Exercise goal: From the first line to the last, print the data exactly as it appears.

Extracted entries:
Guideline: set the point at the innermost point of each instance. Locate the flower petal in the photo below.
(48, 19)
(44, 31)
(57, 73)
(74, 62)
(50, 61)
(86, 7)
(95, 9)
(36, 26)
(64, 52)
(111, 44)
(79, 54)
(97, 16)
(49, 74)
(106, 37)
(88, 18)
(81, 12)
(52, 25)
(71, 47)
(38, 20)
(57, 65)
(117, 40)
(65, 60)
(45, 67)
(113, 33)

Result of this exercise:
Guideline: set the point at the innermost point of each instance. Locate the flower petal in the photo below.
(48, 19)
(44, 31)
(57, 73)
(74, 62)
(50, 61)
(86, 7)
(95, 9)
(36, 26)
(64, 52)
(111, 44)
(79, 54)
(97, 16)
(49, 74)
(106, 37)
(88, 18)
(81, 12)
(52, 25)
(71, 47)
(38, 20)
(57, 65)
(117, 40)
(65, 60)
(45, 67)
(113, 33)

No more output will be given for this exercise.